- **Reading passage**
-- Start --
Animal Cruelty Rising Along with Violence and a Disconnection from Nature
Few things exemplify the darkness lurking within the hearts of human beings quite like animal cruelty. While human beings bicker, fight and war amongst themselves, animals are increasingly being treated with a severe lack of respect and compassion. This is a growing social problem stewing just below the radar of mainstream awareness.
Recently, police in Georgia encountered the worst case of animal cruelty they’ve ever seen, finding over 100 dogs chained to trees and penned up in the woods with no food, water or shelter. Rescuers in Dortmund, Germany were recently called out to save a turtle that had a hole drilled in its shell with a ring in it, attached to a tree with a 23 foot cable. A video just surfaced on social media showing a Chinese man in Australia stabbing and slashing a kangaroo’s throat over 18 times, apparently for fun. In Boston, a teenage girl microwaved her pet turtle and posted before and after images to social media.
Cases like these are actually minor when you consider the treatment animals have historically seen on planet earth. We see evermore appalling cases of animal abuse each year, regardless of how many nations pass laws to protect animals and more heavily prosecute those found guilty of cruelty. In 2016, the FBI even added animal cruelty to its list of class A felonies.
Industrial scale cruelty is an even more serious issue, and those working at the international level to aid the plight of animals sadly face persecution by governments, who all too often use the law to protect industrial interests. Whaling is a prime example, and Paul Watson, aka the Sea Shepard, recently announced that his organization can no longer afford the legal troubles associated with interfering in Japan’s annual whaling expeditions.
Meanwhile, the world was shocked upon the finding of a fishing boat near Galapagos, Ecuador containing the carcasses of thousands of illegally slaughtered sharks. The images were quite graphic, but certainly reflect only a tiny portion of the magnitude of the shark holocaust taking place today. Even countries like Costa Rica, who maintain the public image of being environmentally conscious, have seen massive scandals involving high-level members of the government who’ve aided and profited from illegal shark-finning off its protected coasts.
Big game poaching continues to exacerbate around the world in spite of a host of efforts and initiatives to stop it. Elephants and rhinos are being murdered at alarming rates, primarily for their tusks and horns which are still quite valuable on the international black market. In the rainforests of Borneo and throughout Indonesia, wild animals are considered acceptable collateral damage in the corporate quest to turn the forests into profitable factories of paper and palm oil. Harrowing images of wild orangutans being decimated frequently surface these days.
-- End --
- **Required actions**
• 1. Write out everything from "Meanwhile, the world" down to "its protected coasts." in the animal cruelty article, swapping "fishing boat" for "trawler".
• 2. Carry the animal cruelty article forward from its final sentence with the next part of the piece.

- **Shape labeling records**
-- Start --
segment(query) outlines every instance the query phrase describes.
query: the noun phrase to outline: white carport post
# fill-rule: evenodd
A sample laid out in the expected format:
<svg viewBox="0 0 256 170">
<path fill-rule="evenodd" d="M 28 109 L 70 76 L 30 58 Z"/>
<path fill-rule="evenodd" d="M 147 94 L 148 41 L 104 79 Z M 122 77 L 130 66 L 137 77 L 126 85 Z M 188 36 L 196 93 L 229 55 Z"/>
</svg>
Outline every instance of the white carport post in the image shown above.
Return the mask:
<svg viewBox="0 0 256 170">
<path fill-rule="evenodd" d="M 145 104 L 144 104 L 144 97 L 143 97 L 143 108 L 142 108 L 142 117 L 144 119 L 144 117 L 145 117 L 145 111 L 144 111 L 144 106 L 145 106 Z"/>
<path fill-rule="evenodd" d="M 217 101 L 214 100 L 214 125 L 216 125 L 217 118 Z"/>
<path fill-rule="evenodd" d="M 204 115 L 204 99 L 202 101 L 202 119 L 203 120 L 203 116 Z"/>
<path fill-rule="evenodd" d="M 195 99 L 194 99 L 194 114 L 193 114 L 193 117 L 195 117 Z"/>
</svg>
-- End --
- **Answers provided**
• 1.
Meanwhile, the world was shocked upon the finding of a trawler near Galapagos, Ecuador containing the carcasses of thousands of illegally slaughtered sharks. The images were quite graphic, but certainly reflect only a tiny portion of the magnitude of the shark holocaust taking place today. Even countries like Costa Rica, who maintain the public image of being environmentally conscious, have seen massive scandals involving high-level members of the government who’ve aided and profited from illegal shark-finning off its protected coasts.

• 2.
We’ve seen case after case in recent years of beachgoers killing baby dolphins, even the nearly extinct Vaquita, in order to mob the struggling animals to take selfies with them. In Costa Rica in 2015, hundreds of clueless tourists mauled the nests of egg-laying sea turtles, again for selfie photos.
All of this is just a small sample as this type of thing goes on and on without end. But what is at play here? Is this a reflection of the dark side of human nature, or something else altogether?
Author and professor of psychology at Western Carolina University, Hal Herzog, Ph.D., refers to this as ‘everyday sadism,’ and attributes it in part to the psychological composition of those in our society who exhibit the traits of the dark triad. This dangerous combination includes narcissism, Machiavellianism, and psychopathy.
Eleonora Gullone, associate professor in Psychology at Monash University, Australia, makes the strong link between animal cruelty and antisocial behavior and aggression in her book, Animal Cruelty, Antisocial Behaviour, and Aggression: More Than a Link, which suggests that animal cruelty is also directly linked to our propensity to harm each other.
In a 2010 article from The New York Times, Charles Siebert makes the statistical connection between animal cruelty and domestic violence.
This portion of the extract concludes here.